Fin du plastique jetable
Interdictions et obligations depuis 2021 :
- Interdiction de certains produits en plastique à usage unique : Pailles, couverts (fourchettes, couteaux, cuillères), touillettes, couvercles de gobelets, boîtes en polystyrène expansé (type boîtes à kebab), tiges de ballon, confettis, mais aussi d’emballages plastiques à usage unique de fruits et légumes de moins de 1,5 kg, de jouets offerts dans les menus enfants, de la presse (journaux, magazines), pour les repas servis sur place dans les fast-foods…
- Interdiction de distribution de bouteilles en plastique à usage unique dans les établissements recevant du public. Ces ERP doivent installer des fontaines à eau pour compenser.
- Fin de la vente de thé/tisanes en sachets plastiques non biodégradables
- Mise en place de la consigne pour réemploi (étude, puis expérimentations).
- Réduction du plastique dans les publicités (stop-pub obligatoire).
Interdictions et obligations en cours (ou à venir) :
- Objectifs de vente de vrac dans les supermarchés (20 % de la surface de vente consacrée au vrac d’ici 2030).
- Interdiction des emballages plastiques à usage unique pour tous les fruits et légumes (exceptions possibles pour produits très fragiles jusqu’en 2026).
- Extension de la REP (Responsabilité élargie du producteur) à de nouveaux secteurs (jouets, articles de sport, bricolage…).
- Fin des microplastiques ajoutés intentionnellement dans certains produits (cosmétiques, détergents, etc.).
Mieux informer les consommateurs
Obligations et mesures depuis 2021 :
- Affichage de la réparabilité des produits : Un indice de réparabilité est obligatoire pour certains appareils électroniques (smartphones, ordinateurs portables, téléviseurs, lave-linge, tondeuses…). Il permet de savoir à quel point un produit est facile à réparer.
- Information sur les qualités et caractéristiques environnementales des produits : Les fabricants doivent informer sur la recyclabilité, la présence de matières recyclées, la possibilité de réemploi, la dangerosité des substances utilisées (perturbateurs endocriniens) et la compostabilité ou non du produit. Ces infos doivent figurer directement sur l’emballage ou à proximité du produit.

*CONSIGNES*:
Répondez à ces questions d'après le texte sur la fin du plastique jetable :
(a) Que doivent installer les établissements recevant du public pour compenser l'interdiction des bouteilles en plastique à usage unique ?
(b) Quelle part de la surface de vente les supermarchés doivent-ils consacrer au vrac d'ici 2030 ?
(c) Que permet de savoir l'indice de réparabilité ?

*MATÉRIEL*:

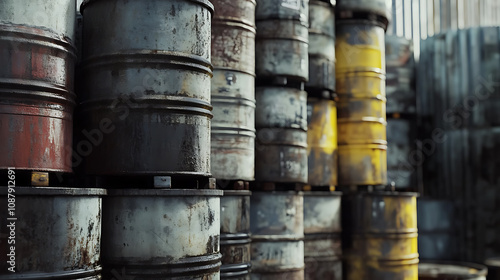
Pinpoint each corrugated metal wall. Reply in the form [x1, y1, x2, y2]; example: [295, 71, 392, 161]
[387, 0, 500, 58]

*RÉSULTAT FINAL*:
(a) Des fontaines à eau.
(b) 20 % de la surface de vente.
(c) À quel point un produit est facile à réparer.